Page text

Randolph approves funds for RCC Liberty campus

Randolph County Commissioners

The Randolph County Board of Commissioners met Monday, March 4, considering utility funding, real estate purchases for Randolph Community College (RCC), and other issues.

RCC was seeking $1.5 million to acquire a 22-acre tract of land for the college’s new Liberty Center, designed for workforce development and expansion. It would be funded through accumulated Article 46 sales tax funds, according to interim county manager Will Massie.

“We want to be at the center of where the action is at this point and get closer to the megasite and other corporations that are going to be around that area,” said Richard Weldon, RCC’s VP for administrative services. “We wanted to have a prominent presence in Liberty,” at the corner of US 421 and N.C. Highway 49, roughly five miles away from the megasite project.

The RCC funding was approved.

“This pivotal decision demonstrates a shared commitment to advancing workforce development and creating opportunities for our community,” RCC President Shah Ardalan said in a statement. “The unwavering support from the Randolph County Commissioners reflects a shared dedication to providing unparalleled career training and fostering community growth. Together, we are building a foundation for continued success, innovation, and collaboration.”

The Town of Ramseur asked for an additional $2.25 million in funding for an expansion of an existing water and sewer project.

“The town is currently working on a $7 million water improvements project,” said Wooten Company regional manager John Grey. “Most of that money is being used to replace water lines that are old and that need to be replaced, fire hydrants and things like that.”

It would also see changes to the town’s chlorine treatment system, all funded under an existing grant from the Division of Water Infrastructure.

Task 1
According to the article on the Randolph County commissioners' meeting, how large is the tract of land that RCC sought to buy for its Liberty Center?
Task 2
Set down the portion of the commissioners' meeting article starting at "RCC was seeking" and ending at "manager Will Massie.".
Task 3
Extend the article on the Randolph County commissioners' meeting, picking up after its final sentence.

Stored data entries

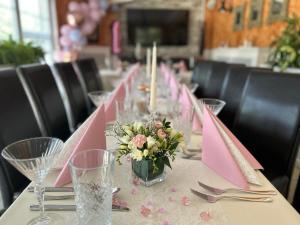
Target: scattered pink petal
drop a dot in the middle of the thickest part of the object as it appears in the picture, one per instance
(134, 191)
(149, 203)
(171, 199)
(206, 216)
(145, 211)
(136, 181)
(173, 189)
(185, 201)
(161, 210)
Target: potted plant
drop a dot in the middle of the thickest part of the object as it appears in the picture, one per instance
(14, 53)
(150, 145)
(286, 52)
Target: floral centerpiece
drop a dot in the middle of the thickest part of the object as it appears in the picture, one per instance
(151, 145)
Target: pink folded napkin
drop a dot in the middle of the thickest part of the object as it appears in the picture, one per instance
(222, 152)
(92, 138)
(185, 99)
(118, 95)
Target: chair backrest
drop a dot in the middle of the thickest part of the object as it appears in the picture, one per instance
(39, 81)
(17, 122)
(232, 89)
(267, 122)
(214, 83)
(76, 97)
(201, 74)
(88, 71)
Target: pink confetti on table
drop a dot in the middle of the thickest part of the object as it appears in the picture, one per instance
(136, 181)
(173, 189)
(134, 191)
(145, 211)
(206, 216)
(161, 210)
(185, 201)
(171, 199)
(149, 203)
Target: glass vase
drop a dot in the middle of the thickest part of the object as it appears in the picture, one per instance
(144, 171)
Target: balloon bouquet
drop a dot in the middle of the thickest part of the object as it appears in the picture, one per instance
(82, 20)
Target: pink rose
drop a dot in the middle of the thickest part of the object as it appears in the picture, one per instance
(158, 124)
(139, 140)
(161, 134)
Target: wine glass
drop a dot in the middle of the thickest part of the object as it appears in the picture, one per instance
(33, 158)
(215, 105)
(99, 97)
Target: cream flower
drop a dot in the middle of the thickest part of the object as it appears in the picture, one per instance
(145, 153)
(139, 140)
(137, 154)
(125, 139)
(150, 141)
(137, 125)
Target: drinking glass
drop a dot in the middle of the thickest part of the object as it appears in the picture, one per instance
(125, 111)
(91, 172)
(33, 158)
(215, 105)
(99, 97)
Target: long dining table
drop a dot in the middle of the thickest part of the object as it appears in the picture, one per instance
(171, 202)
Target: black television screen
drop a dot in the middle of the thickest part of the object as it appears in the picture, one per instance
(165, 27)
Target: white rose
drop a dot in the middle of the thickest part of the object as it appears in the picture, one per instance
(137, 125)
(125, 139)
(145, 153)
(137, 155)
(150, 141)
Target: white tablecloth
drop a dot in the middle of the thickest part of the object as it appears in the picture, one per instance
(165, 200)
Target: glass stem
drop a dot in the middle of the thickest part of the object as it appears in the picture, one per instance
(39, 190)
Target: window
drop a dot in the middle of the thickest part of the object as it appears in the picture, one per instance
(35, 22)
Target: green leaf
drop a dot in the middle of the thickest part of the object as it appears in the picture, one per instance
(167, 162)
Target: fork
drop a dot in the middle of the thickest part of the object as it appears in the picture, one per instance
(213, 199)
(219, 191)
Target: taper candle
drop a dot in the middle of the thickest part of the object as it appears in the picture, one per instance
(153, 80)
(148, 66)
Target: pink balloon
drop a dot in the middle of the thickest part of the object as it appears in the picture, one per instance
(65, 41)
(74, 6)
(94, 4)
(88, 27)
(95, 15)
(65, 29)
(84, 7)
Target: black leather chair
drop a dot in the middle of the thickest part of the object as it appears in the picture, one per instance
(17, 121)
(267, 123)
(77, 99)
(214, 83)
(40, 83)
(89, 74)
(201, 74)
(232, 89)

...

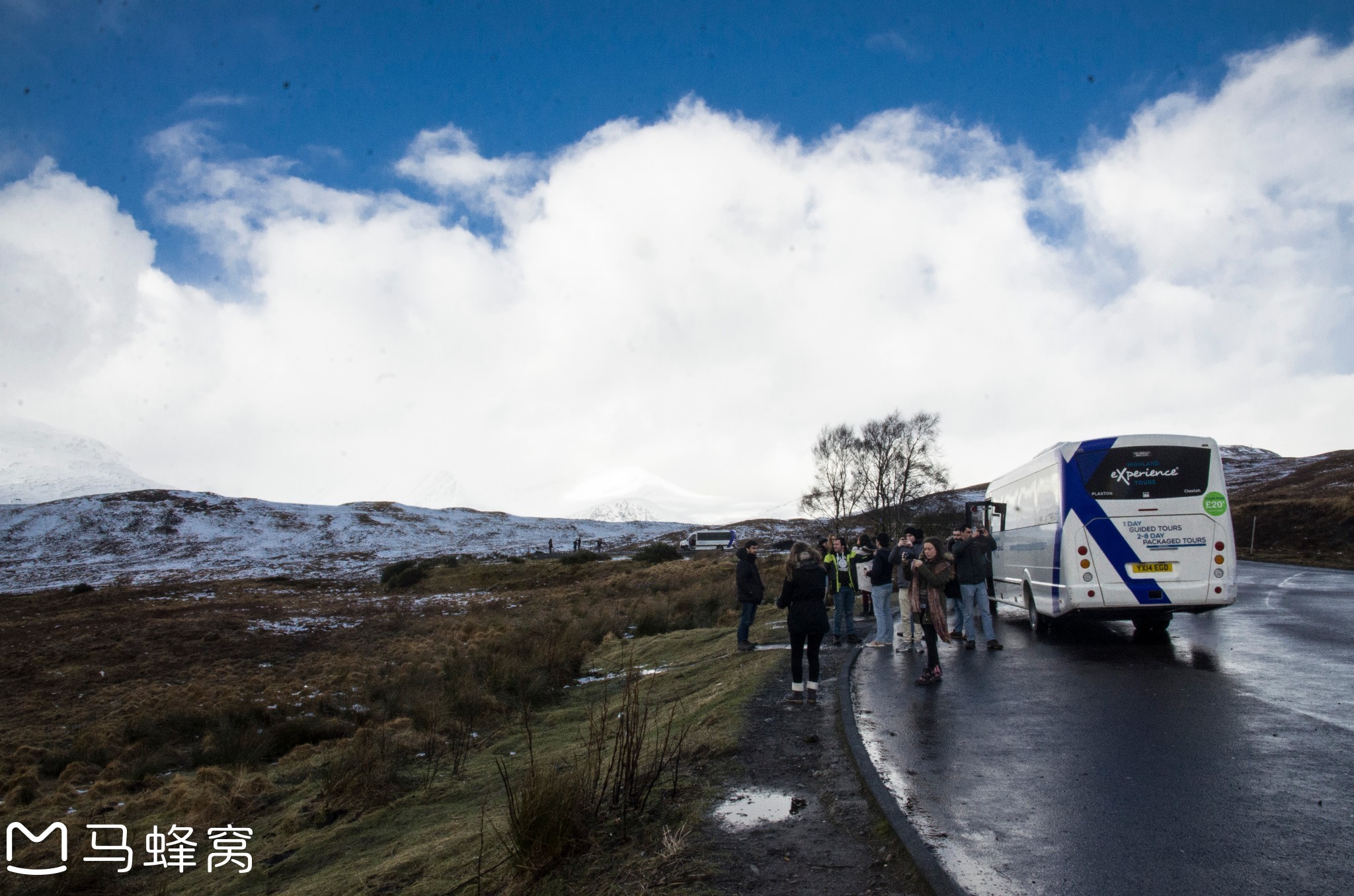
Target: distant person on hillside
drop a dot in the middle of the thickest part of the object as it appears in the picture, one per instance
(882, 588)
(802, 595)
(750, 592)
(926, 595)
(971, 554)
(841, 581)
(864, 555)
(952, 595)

---

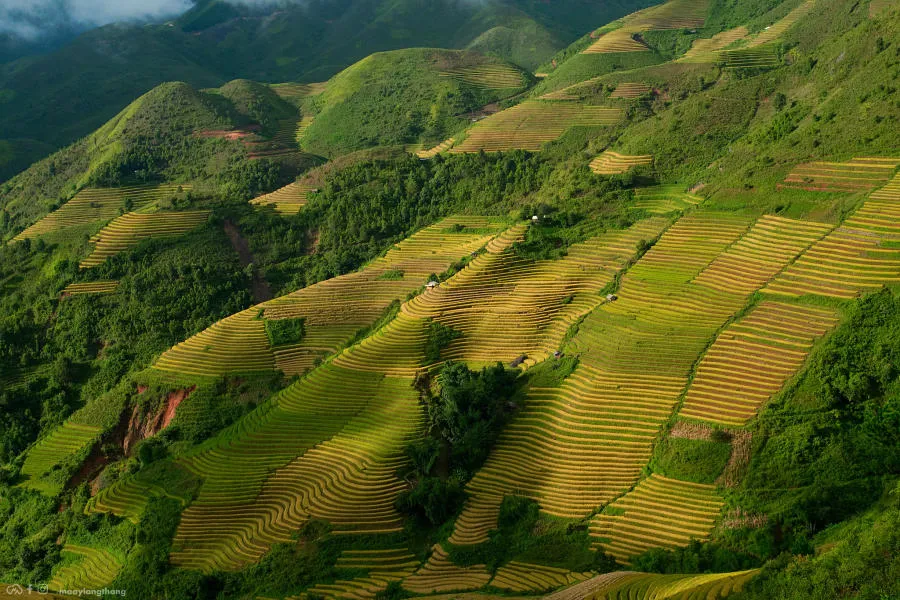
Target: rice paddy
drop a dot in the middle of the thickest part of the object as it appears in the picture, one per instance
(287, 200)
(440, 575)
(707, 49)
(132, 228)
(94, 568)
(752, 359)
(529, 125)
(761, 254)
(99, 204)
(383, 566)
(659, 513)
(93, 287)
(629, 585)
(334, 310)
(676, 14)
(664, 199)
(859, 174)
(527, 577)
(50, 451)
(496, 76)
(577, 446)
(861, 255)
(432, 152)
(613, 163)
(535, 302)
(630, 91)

Response 1
22 acres.

Response 2
RCC was seeking $1.5 million to acquire a 22-acre tract of land for the college’s new Liberty Center, designed for workforce development and expansion. It would be funded through accumulated Article 46 sales tax funds, according to interim county manager Will Massie.

Response 3
The extra funding would cover replacement of a sludge removal system and improvements to the disinfection system at the water treatment plant. A decision was pushed off until at least April so that more information could be gathered.

“I hate to spend money on something we don’t have enough information on,” said Commissioner David Allen. “We only got one page on this and that’s just not enough for us to go off of.”

A $1 million Golden Leaf Grant for the Farm, Food and Family Education Center was accepted by the board.

“This is the fruition of about a year-long process that we’ve spent talking with Golden Leaf,” said Cooperative Extension Director Kenny Sherin. “This process involved several meetings with Golden Leaf on the Community Block Grant system. Each year, they designate one of the regions of the state to participate in this type of program and the Piedmont Triad Council Region was the region this year.

While the grant was originally to be used for new construction, changes on the timeline meant it was refocused onto “equipment that would be needed to enhance our farm and agricultural education at the site,” Sherin said.

The Randolph County Board of Commissioners will next meet April 1.